Description of the task
Rewrite all of the data below, replacing "thickest part" with "widest part" and changing nothing else. Leave the pictures out of your answer.

Exercise materials
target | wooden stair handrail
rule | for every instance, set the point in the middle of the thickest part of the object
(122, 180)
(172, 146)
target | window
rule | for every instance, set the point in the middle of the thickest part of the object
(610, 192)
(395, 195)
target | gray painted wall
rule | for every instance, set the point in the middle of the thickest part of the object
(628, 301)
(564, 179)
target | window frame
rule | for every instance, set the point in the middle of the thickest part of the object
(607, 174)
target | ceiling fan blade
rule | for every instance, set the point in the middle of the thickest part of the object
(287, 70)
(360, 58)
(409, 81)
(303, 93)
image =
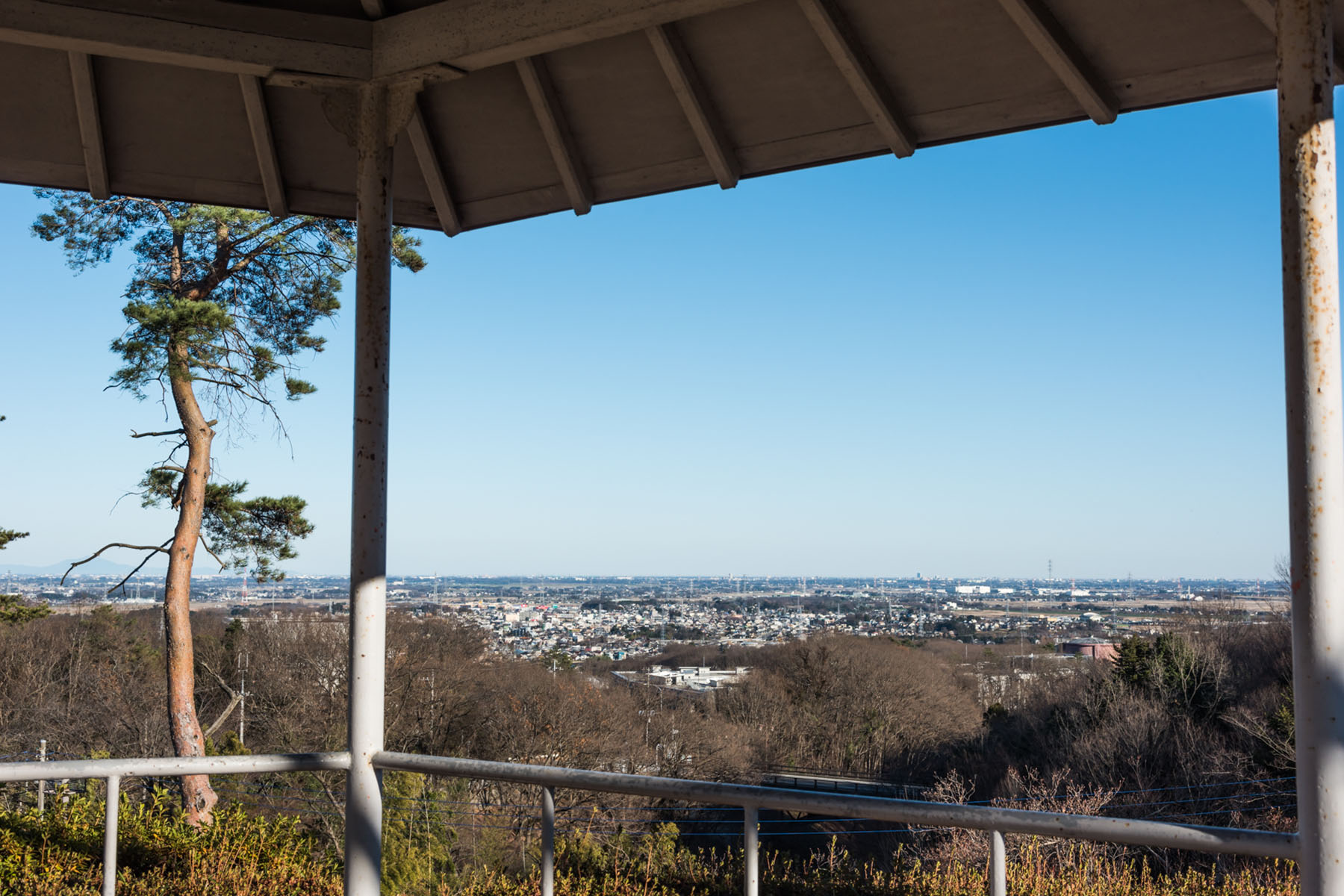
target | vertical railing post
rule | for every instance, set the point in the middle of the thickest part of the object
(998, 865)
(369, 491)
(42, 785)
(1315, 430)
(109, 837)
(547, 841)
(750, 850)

The output
target | wooden stair handrail
rule | for every instance, set the point in the middle of the widest part of the object
(122, 180)
(172, 146)
target | window
rule | for every instance, set the point in the middle of the widest part of the object
(610, 192)
(395, 195)
target | gray painted wall
rule | for every instance, set the point in the middle of the widest part of the object
(628, 301)
(564, 179)
target | window frame
rule | for every instance, set the point in the middle of the widest part of the object
(607, 174)
target | ceiling fan blade
rule | for every instance, set the point in the middle of the widest part of the object
(287, 70)
(360, 58)
(409, 81)
(303, 93)
image =
target | vertical railing post
rule | for every instance, set the point in the middle of the widest part of the object
(998, 865)
(369, 491)
(42, 785)
(1315, 430)
(109, 837)
(547, 841)
(750, 850)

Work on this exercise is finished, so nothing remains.